→ **TASK OBJECTIVE**:
Return all lines of the data in which the string "crate" occurs.

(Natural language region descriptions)
══════════
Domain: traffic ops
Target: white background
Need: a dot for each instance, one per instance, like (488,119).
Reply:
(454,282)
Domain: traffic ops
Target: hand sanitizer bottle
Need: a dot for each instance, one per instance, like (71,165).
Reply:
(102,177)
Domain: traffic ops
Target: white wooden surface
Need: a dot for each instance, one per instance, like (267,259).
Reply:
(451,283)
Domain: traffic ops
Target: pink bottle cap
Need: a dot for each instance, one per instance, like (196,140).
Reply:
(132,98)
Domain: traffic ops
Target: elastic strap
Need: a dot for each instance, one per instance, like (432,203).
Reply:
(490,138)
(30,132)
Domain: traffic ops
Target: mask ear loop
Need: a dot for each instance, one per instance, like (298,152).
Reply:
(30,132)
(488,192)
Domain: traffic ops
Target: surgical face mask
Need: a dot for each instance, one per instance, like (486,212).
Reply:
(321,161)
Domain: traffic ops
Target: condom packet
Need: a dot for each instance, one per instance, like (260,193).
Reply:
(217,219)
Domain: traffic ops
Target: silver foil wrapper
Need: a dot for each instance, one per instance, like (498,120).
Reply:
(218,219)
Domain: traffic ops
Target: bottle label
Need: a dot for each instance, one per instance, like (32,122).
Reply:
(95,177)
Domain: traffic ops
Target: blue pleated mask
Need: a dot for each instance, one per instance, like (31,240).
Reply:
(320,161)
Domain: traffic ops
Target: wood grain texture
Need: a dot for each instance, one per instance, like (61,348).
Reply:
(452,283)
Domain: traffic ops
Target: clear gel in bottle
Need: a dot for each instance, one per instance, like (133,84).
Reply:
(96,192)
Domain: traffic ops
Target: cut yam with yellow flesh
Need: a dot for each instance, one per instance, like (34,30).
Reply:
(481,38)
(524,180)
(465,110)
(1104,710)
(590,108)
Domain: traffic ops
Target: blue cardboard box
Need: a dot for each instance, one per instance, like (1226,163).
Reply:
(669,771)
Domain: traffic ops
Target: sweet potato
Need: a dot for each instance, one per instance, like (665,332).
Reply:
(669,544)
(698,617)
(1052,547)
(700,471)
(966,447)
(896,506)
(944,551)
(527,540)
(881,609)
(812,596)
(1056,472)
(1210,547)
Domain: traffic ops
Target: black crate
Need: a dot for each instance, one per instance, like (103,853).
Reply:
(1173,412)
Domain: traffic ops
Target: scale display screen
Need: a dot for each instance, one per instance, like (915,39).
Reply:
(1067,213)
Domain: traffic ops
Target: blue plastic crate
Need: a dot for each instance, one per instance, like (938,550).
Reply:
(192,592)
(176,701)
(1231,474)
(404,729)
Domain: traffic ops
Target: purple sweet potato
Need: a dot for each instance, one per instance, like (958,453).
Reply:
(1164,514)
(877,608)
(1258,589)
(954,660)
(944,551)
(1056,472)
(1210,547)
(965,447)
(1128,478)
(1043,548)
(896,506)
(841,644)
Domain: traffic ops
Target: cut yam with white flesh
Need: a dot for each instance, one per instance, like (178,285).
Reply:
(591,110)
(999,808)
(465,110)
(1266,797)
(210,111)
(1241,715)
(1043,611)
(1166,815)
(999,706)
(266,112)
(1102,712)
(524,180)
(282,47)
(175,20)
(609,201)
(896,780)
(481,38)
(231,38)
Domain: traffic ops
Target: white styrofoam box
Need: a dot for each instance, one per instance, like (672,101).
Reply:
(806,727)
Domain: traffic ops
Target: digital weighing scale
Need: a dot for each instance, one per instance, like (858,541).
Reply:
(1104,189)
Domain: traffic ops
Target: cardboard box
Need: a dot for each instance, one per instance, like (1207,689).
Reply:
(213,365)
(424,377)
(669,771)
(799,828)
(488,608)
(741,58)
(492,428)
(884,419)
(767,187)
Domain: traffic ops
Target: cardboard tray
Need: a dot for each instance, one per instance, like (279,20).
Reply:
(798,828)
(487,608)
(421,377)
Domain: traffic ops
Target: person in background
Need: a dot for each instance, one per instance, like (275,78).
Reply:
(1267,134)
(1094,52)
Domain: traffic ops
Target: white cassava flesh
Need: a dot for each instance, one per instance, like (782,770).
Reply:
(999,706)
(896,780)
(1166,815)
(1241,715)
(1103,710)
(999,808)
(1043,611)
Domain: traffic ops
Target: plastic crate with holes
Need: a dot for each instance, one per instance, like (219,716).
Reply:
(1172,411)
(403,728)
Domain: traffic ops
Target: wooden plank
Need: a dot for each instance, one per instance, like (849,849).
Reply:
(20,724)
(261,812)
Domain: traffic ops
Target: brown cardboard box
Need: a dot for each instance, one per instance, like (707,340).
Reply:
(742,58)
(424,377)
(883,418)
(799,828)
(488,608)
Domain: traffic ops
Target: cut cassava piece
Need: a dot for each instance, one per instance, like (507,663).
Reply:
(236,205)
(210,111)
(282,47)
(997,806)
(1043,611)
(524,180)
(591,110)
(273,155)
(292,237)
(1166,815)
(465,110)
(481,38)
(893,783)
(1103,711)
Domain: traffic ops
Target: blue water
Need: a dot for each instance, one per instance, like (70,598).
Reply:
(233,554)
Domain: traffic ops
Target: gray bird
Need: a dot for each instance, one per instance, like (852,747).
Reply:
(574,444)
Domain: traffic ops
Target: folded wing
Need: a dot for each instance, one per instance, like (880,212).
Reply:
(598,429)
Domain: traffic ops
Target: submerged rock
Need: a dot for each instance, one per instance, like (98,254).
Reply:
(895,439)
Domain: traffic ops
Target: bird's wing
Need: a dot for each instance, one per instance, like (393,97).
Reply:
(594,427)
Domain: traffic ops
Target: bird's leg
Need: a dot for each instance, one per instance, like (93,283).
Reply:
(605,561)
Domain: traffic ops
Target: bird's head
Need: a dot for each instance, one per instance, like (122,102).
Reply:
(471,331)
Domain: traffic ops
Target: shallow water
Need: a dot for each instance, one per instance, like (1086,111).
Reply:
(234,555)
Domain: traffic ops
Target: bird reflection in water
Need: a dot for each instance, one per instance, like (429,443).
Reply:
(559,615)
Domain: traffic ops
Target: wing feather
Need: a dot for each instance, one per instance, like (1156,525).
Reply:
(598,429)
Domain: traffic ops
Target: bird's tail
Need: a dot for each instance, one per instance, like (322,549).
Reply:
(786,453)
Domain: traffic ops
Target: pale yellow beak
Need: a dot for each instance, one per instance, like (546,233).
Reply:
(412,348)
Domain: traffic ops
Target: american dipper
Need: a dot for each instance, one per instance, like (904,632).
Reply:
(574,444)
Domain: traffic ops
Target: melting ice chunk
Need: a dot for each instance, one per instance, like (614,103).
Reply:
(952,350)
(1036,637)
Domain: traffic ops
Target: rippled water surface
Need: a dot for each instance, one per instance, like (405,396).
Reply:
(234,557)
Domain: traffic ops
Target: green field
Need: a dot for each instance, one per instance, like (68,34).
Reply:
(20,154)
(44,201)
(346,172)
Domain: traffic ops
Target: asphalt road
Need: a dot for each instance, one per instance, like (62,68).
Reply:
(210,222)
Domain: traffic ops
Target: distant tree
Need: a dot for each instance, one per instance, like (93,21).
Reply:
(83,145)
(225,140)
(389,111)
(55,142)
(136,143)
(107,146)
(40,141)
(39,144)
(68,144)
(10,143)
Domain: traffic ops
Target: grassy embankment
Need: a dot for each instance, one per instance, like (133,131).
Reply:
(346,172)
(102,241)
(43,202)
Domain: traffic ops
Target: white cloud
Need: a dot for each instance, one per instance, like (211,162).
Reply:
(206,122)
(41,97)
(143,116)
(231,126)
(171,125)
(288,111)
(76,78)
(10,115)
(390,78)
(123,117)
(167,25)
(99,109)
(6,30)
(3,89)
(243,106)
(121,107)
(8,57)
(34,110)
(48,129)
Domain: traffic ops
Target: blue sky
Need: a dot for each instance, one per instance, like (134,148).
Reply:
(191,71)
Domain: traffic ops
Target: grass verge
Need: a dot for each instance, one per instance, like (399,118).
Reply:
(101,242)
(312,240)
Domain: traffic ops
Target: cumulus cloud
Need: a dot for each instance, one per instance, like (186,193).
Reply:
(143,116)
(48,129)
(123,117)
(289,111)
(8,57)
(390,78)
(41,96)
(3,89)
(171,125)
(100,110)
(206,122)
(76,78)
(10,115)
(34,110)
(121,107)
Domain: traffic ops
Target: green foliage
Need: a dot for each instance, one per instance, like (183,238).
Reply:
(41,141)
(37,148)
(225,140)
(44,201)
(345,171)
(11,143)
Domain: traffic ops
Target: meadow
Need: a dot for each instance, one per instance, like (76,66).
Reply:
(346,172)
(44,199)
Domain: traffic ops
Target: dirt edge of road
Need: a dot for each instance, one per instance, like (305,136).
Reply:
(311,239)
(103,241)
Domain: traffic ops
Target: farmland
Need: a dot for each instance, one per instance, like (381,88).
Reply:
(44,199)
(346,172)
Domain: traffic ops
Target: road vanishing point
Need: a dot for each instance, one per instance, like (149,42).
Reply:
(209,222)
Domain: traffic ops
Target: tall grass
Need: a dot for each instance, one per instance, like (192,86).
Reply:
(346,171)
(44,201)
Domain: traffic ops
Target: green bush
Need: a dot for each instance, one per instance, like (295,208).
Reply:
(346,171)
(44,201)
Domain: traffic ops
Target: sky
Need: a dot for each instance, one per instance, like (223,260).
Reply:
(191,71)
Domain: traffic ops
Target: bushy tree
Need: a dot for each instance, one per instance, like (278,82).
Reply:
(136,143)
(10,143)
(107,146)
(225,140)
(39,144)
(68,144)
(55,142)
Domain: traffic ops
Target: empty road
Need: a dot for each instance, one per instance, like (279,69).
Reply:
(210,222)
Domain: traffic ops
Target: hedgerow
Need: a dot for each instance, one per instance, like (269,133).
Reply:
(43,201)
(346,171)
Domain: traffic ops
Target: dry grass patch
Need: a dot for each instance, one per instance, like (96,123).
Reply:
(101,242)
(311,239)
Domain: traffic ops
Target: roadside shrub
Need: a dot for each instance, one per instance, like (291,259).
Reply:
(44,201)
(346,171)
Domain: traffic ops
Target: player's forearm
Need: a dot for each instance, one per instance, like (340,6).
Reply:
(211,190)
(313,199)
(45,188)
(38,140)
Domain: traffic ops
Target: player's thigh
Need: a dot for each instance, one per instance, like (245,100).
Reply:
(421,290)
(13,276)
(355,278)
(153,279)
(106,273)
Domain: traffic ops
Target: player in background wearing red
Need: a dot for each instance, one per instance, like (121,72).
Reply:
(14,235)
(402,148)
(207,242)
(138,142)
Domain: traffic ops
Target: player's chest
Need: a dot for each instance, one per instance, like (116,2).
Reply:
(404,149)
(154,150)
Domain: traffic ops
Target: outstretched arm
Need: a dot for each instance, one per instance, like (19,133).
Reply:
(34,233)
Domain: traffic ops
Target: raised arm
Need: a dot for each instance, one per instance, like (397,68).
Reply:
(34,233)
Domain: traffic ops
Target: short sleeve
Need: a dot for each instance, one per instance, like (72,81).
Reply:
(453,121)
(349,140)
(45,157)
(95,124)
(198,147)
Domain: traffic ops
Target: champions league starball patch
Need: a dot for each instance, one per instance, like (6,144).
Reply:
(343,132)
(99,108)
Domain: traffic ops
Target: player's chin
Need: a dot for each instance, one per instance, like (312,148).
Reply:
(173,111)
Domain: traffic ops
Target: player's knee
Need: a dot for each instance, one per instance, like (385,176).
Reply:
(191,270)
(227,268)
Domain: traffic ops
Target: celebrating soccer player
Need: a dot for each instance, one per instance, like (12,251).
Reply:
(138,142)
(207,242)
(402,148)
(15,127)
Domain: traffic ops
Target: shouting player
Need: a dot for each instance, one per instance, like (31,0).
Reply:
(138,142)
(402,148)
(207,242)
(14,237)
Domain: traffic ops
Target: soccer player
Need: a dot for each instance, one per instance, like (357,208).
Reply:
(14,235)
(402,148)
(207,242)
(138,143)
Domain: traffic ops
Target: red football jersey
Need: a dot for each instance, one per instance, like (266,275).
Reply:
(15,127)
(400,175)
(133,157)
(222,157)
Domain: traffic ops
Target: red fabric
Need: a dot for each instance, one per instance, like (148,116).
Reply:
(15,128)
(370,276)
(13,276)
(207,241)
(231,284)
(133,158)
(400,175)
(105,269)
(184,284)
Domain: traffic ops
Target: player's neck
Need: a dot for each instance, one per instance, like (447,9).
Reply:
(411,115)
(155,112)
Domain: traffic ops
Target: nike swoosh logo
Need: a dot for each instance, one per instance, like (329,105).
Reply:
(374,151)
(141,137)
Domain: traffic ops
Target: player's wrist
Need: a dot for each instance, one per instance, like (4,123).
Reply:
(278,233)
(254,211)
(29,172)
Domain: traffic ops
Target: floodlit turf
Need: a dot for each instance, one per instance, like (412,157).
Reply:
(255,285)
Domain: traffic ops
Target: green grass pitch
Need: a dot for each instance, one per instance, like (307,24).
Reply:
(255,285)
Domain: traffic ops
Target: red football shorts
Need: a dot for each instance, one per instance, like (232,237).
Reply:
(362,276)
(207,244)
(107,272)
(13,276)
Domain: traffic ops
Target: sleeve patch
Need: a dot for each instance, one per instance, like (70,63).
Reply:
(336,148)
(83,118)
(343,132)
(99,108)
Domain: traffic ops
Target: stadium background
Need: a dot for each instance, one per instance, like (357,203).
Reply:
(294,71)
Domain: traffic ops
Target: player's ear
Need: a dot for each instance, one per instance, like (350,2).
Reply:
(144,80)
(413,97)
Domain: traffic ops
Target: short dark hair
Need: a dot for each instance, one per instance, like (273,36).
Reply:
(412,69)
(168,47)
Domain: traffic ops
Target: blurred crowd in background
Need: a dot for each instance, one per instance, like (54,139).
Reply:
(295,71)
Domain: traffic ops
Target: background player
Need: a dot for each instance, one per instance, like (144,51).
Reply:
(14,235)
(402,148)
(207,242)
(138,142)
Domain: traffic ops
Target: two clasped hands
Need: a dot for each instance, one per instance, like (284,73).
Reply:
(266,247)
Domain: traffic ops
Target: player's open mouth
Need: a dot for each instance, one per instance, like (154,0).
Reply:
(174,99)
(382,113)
══════════
→ **EXERCISE SOLUTION**:
Target: black crate
Target: blue plastic crate
Target: plastic crate with holes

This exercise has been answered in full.